_Provided entries_
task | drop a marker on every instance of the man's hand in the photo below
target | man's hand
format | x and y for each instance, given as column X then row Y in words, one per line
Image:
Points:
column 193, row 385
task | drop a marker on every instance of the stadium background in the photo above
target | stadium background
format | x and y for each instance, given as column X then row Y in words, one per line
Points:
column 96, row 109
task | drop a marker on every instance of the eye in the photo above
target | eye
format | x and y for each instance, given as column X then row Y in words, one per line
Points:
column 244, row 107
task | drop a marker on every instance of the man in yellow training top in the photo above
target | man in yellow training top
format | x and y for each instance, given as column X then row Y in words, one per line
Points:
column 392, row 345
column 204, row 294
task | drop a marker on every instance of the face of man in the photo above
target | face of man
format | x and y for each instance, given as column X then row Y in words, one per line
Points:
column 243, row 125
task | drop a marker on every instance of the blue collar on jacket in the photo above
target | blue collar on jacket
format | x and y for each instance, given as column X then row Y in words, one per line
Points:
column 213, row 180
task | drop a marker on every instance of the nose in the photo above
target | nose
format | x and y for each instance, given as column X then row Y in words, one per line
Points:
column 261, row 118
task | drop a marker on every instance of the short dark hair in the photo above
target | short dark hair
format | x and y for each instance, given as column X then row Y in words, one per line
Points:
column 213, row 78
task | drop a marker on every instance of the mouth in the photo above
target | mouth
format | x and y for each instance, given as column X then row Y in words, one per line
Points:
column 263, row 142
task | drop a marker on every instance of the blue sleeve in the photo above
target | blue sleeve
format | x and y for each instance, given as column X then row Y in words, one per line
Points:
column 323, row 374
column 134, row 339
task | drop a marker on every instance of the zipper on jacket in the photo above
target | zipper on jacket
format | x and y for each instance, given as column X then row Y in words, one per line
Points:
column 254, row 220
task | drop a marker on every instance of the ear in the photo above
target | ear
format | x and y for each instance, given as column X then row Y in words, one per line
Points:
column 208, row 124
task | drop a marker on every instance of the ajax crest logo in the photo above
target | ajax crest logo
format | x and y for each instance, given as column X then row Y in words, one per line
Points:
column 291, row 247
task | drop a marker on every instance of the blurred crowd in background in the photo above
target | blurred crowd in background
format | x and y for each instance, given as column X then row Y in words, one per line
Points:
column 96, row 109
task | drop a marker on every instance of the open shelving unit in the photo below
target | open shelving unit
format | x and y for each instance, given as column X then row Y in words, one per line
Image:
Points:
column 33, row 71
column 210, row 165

_Problem_
Copy out word for word everything from the line containing "top in the photo above" down to the line containing "column 134, row 339", with both of those lines included.

_Exercise output_
task | drop a marker on every instance of the man in yellow training top in the photo above
target | man in yellow training top
format | x and y for each instance, given as column X then row Y in words, one per line
Points:
column 392, row 345
column 204, row 294
task | drop a marker on every instance of the face of man in the photo above
target | face of man
format | x and y for each instance, given as column X then row Y in words, one per line
Points:
column 243, row 125
task | drop a marker on every instance of the blue collar on jacket in the photo above
target | blue collar on jacket
format | x and y for each instance, given as column X then row Y in words, one per line
Points:
column 213, row 180
task | drop a marker on every instance of the nose in the photo above
target | nose
format | x and y for each instance, given as column X then row Y in words, one per line
Points:
column 261, row 118
task | drop a marker on every instance of the short dark hair in the photo above
target | short dark hair
format | x and y for each instance, given as column X then row Y in words, one per line
Points:
column 213, row 78
task | drop a marker on every instance of the mouth in the photo above
target | mouth
format | x and y for each instance, given as column X then row Y in words, one per line
Points:
column 263, row 142
task | drop a marker on every instance of the blue sleeve in the photo above
target | blue sleeve
format | x and y for each instance, given as column X then row Y in words, one per line
Points:
column 323, row 374
column 134, row 339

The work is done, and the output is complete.